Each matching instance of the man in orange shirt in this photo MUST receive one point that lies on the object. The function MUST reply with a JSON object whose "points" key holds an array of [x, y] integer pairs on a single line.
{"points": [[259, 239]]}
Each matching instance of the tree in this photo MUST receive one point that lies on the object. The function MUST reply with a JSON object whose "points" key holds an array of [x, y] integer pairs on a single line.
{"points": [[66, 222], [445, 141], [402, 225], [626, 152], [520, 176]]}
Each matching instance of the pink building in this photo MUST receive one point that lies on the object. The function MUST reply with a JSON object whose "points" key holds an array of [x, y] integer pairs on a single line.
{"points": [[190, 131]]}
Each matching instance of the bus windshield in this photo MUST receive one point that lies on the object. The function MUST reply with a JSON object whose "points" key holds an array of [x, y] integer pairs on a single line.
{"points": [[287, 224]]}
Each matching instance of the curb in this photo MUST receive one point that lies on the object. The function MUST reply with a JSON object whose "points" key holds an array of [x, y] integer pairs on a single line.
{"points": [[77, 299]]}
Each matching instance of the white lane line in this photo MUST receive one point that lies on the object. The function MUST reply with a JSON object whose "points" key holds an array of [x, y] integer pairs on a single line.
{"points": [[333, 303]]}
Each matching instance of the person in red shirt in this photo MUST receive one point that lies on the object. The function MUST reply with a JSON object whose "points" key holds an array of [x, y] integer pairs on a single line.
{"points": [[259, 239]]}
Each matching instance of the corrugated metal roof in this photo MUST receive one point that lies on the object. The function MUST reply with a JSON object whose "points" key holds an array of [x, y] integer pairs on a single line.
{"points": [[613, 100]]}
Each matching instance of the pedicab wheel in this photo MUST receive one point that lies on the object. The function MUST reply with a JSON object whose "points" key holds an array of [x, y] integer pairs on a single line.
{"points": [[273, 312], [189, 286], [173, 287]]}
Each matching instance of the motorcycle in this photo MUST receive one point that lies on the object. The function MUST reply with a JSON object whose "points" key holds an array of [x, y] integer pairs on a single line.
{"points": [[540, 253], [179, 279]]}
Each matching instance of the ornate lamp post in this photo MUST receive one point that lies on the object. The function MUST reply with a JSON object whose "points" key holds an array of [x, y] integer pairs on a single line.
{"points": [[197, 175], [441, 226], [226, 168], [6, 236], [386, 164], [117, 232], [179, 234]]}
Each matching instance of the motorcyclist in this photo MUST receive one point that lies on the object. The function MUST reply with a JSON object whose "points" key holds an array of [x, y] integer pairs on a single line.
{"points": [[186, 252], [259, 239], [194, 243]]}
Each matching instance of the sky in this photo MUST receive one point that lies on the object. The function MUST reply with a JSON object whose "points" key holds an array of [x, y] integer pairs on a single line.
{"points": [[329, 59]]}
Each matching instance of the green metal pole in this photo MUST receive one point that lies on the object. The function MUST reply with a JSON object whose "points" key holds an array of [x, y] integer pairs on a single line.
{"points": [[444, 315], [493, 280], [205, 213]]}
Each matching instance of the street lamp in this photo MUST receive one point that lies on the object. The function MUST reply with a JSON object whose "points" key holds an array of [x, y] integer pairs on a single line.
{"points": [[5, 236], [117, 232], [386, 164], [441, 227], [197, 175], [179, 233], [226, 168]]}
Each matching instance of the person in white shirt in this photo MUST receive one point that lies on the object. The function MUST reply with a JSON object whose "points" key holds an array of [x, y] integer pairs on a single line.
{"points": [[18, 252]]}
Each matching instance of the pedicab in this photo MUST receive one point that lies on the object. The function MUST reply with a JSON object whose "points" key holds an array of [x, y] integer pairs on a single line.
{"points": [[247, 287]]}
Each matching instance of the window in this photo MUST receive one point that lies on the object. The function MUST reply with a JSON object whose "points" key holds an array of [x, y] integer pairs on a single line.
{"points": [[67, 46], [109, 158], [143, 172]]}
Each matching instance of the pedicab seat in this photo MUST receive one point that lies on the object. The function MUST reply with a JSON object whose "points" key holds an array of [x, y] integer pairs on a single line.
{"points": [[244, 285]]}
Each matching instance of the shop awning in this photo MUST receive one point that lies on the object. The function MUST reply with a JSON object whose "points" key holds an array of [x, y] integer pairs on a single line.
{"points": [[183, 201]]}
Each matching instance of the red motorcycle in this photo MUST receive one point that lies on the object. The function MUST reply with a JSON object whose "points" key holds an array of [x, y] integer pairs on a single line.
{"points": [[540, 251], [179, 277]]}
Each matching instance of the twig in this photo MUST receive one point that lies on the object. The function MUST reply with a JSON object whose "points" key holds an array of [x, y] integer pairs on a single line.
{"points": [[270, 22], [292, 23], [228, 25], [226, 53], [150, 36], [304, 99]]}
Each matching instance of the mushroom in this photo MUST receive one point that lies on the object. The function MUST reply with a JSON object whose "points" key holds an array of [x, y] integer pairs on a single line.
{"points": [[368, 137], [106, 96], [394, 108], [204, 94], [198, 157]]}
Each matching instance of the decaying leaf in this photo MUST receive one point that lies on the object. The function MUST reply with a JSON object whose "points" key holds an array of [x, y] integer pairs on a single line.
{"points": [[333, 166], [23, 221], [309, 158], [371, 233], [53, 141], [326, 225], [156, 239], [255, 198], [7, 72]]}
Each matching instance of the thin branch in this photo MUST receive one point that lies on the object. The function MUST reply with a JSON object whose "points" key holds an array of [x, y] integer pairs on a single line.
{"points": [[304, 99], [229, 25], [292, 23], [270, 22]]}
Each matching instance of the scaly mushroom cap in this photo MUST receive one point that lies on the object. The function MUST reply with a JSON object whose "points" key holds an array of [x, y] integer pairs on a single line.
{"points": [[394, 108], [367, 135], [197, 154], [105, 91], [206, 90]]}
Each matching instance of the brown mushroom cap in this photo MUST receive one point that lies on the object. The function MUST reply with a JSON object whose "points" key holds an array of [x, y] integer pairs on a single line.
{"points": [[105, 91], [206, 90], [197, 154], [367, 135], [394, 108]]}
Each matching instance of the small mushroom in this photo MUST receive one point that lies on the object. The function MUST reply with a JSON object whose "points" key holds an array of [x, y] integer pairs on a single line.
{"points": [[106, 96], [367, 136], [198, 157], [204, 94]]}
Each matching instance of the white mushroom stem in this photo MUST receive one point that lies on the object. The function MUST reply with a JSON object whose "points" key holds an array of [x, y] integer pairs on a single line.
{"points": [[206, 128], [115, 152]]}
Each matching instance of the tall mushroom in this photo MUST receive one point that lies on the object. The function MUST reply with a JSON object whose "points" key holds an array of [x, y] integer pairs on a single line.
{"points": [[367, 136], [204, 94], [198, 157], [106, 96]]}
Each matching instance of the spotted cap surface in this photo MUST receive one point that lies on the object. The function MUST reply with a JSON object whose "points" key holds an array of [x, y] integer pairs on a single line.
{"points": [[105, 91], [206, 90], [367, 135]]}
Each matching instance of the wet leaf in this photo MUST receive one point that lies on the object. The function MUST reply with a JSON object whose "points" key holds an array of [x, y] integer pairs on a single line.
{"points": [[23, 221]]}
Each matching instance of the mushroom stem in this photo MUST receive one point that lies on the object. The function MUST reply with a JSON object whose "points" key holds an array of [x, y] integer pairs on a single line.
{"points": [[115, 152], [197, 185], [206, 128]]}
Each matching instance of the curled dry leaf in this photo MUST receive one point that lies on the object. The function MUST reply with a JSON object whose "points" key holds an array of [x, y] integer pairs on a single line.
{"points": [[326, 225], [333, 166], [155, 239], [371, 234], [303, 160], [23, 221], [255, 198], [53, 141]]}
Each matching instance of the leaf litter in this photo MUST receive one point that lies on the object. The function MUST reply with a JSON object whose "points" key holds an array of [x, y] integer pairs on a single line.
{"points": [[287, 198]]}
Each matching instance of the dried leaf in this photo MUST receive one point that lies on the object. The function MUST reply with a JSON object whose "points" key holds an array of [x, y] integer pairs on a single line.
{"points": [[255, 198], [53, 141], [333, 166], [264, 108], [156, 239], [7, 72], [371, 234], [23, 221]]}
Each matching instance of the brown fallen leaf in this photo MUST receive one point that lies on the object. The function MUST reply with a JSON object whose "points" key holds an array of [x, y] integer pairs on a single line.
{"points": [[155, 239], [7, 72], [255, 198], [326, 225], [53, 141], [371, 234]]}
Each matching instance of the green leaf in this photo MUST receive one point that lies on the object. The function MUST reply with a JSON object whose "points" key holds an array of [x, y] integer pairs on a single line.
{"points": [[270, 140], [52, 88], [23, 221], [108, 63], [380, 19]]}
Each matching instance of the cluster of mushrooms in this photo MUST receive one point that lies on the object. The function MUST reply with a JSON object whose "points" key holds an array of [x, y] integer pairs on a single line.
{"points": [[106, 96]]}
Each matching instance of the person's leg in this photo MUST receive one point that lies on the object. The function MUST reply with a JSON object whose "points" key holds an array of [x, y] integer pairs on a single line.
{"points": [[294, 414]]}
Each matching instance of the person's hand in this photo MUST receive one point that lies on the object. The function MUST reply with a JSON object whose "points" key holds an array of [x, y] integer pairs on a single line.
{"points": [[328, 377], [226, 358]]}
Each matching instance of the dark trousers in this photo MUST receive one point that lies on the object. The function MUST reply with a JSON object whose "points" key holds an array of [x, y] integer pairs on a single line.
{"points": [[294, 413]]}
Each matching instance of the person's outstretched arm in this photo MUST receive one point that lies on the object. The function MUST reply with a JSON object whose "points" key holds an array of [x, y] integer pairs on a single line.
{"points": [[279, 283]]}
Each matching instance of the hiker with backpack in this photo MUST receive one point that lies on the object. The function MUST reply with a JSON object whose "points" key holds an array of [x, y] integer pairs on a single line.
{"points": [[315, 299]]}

● ● ● ● ●

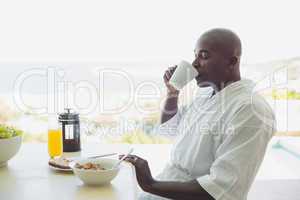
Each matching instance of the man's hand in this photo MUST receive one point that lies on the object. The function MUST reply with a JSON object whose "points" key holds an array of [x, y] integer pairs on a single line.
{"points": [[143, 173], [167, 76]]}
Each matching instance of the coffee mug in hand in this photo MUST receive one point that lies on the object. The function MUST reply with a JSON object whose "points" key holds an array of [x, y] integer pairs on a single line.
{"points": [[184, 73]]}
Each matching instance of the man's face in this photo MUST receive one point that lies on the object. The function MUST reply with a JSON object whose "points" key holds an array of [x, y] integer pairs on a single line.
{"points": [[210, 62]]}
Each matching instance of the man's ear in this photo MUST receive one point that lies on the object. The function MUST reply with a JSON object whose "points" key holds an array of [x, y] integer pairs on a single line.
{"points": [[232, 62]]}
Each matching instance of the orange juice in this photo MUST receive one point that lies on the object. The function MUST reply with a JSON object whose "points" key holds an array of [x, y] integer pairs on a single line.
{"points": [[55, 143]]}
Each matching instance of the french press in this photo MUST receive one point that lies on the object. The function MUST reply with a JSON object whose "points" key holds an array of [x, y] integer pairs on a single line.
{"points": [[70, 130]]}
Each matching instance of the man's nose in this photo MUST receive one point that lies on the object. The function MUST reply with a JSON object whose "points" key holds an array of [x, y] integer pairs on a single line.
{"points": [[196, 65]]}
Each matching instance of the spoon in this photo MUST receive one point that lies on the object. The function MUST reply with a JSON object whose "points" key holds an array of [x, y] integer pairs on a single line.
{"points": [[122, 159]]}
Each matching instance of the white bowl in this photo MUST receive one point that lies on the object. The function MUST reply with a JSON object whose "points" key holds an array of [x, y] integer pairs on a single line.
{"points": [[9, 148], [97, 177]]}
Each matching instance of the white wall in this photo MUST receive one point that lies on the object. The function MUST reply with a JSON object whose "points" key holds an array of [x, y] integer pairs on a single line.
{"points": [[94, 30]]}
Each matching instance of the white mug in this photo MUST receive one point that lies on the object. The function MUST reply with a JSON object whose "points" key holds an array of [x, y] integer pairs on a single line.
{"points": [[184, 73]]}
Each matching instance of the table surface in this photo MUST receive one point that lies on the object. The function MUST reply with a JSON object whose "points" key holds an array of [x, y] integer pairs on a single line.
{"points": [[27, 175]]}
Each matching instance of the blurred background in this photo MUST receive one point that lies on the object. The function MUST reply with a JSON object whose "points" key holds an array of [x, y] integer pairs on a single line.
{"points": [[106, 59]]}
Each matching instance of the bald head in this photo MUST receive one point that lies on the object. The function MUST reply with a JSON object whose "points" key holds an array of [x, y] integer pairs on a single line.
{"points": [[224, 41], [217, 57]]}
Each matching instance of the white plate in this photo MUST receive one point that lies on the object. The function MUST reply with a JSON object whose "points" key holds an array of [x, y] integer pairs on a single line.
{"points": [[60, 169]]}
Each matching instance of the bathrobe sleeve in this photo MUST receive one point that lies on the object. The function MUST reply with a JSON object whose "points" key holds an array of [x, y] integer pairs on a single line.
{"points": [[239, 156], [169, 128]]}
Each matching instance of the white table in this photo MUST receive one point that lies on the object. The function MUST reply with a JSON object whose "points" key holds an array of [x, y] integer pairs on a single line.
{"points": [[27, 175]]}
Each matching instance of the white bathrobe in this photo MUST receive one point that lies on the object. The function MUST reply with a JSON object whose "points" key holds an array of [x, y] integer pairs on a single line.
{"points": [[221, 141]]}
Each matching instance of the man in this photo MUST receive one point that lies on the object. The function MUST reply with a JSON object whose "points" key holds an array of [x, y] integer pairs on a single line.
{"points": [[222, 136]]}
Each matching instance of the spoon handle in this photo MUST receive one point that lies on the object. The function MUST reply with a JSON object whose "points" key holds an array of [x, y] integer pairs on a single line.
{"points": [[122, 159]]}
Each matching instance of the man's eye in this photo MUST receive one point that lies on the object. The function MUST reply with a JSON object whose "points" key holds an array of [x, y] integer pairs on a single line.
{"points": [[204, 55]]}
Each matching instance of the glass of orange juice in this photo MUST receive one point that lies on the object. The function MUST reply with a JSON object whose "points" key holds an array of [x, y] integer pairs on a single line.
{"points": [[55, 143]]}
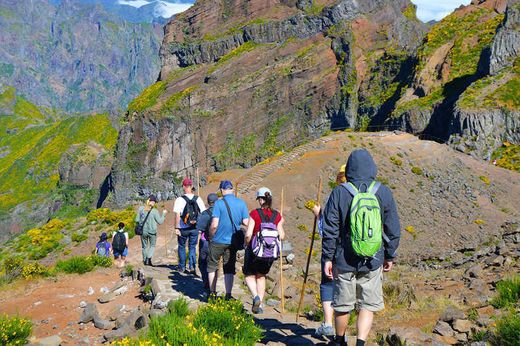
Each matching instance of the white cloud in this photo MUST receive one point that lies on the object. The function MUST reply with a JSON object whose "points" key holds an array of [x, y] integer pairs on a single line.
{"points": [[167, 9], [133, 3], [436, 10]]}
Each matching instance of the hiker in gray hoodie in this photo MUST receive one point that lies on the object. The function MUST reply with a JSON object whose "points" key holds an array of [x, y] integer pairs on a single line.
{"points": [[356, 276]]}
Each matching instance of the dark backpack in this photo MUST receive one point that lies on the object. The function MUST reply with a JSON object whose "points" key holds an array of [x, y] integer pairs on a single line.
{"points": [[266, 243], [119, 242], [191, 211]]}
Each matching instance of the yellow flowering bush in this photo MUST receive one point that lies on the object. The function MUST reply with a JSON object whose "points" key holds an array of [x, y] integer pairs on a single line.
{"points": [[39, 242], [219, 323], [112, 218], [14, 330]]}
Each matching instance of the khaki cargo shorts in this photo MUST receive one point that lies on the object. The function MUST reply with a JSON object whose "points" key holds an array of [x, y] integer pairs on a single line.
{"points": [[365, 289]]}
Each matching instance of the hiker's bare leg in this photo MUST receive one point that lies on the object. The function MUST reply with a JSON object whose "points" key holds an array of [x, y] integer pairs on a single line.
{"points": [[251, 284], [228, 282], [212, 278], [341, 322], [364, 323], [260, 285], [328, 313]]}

● ● ● ● ●

Written exercise >>
Give only the number of lines in the items above that contain the string "stem".

Result of the exercise >>
2